▸ EXERCISE OBJECTIVE
Below are some records; retype all of them exactly.

** START OF EXCERPTED RECORDS **

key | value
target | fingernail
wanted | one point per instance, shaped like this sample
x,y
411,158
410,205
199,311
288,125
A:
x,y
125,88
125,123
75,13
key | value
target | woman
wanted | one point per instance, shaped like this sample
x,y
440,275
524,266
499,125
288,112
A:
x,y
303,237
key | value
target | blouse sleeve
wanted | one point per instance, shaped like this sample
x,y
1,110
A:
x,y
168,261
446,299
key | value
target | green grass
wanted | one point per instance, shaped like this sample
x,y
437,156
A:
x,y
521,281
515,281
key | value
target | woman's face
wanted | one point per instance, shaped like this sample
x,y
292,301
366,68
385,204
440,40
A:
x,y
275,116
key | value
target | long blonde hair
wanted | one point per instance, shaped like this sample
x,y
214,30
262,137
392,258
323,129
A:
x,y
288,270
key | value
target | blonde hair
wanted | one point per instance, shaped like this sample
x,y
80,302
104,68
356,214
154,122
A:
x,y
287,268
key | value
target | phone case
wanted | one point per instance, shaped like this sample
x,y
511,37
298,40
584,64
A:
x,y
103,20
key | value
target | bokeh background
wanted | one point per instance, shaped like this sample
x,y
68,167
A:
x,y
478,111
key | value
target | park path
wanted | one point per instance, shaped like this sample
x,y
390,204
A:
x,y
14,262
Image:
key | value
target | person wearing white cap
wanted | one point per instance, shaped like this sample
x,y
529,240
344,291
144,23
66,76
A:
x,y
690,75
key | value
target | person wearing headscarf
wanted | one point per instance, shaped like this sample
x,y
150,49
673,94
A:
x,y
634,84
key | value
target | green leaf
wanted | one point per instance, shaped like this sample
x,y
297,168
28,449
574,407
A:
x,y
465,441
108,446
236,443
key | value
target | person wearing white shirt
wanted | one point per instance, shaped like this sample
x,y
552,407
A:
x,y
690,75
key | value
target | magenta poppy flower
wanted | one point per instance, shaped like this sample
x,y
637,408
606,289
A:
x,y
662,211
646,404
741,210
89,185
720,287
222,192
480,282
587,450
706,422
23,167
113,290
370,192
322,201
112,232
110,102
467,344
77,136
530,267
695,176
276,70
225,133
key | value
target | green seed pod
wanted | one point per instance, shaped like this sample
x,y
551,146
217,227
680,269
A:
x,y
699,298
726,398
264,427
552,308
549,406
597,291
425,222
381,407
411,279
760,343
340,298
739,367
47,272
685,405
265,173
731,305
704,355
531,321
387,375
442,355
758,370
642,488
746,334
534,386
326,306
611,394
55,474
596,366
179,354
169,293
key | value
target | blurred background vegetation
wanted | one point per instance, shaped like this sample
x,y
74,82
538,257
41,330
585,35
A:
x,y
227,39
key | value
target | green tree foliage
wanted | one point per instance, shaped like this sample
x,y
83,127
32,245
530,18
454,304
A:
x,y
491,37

** END OF EXCERPTED RECORDS **

▸ EXERCISE RESULT
key | value
target | fingernail
wanted | one point per instance, shaped like this sample
x,y
411,158
410,205
199,311
288,125
A:
x,y
125,88
125,123
75,13
key | value
target | woman
wanted | one point per instance, shaped like this sample
x,y
440,275
524,266
499,125
288,112
A:
x,y
303,237
key | value
target | blouse sleeve
wanted | one point per instance, shaped like this sample
x,y
1,110
A:
x,y
168,261
446,299
key | value
target | green grass
wanted | one point per instance, shaped like this sample
x,y
437,156
A:
x,y
521,281
515,281
key | value
target | woman's face
wanted | one point per instance, shaped like this sample
x,y
292,301
366,68
385,204
440,40
A:
x,y
275,116
key | value
target | long blonde hair
wanted | one point per instance, shaped like this sample
x,y
214,30
262,137
392,258
323,129
A:
x,y
288,270
key | value
target | blonde hair
wanted | one point per instance, shaped like this sample
x,y
80,302
104,68
356,214
154,122
A:
x,y
287,268
key | value
target | phone case
wanted | one point per instance, shaped like this sample
x,y
511,37
298,40
584,64
A:
x,y
103,20
key | value
target | bokeh background
wanted | one point per instance, shaped like this sample
x,y
68,167
A:
x,y
478,111
key | value
target | park path
wanted | one point per instance, shaped like this sample
x,y
390,204
A:
x,y
14,262
Image:
key | value
target | person wearing white cap
wanted | one point per instance, shaped like this sample
x,y
529,240
344,291
144,23
66,76
A:
x,y
690,75
key | value
target | person wearing headscarf
wanted | one point per instance, shaped like this sample
x,y
150,49
673,94
A:
x,y
634,84
key | value
target | green leaf
wanted | one point per instance, shaped like this sample
x,y
297,168
28,449
574,407
A:
x,y
465,441
108,446
236,443
key | value
target | person wearing white shirt
wanted | one point per instance, shaped like this sample
x,y
552,407
A:
x,y
690,75
key | value
target | magenta poppy flower
wanted | one point per instance, shaped like this sample
x,y
637,408
606,289
A:
x,y
662,211
646,404
741,210
89,185
720,287
222,192
480,282
587,450
706,422
23,167
113,290
370,192
322,201
112,232
110,102
467,344
77,136
530,267
695,176
276,70
225,133
key | value
target | green seed pod
wanted | one point per instance, shaped like this sample
x,y
551,146
217,227
680,269
A:
x,y
699,298
726,398
264,427
552,308
549,406
597,291
425,222
381,407
411,279
760,343
340,298
739,367
47,272
685,405
265,173
731,305
704,355
531,321
387,375
442,355
758,370
642,488
746,334
534,386
326,306
611,394
55,474
596,366
179,354
169,293
key | value
target | blurred background vegetation
wanted | one point per instance, shaped like this sample
x,y
74,82
538,257
41,330
585,35
A:
x,y
227,39
key | value
target | green tree foliage
wanted | one point per instance, shaped like this sample
x,y
83,127
32,245
530,18
454,304
A:
x,y
491,37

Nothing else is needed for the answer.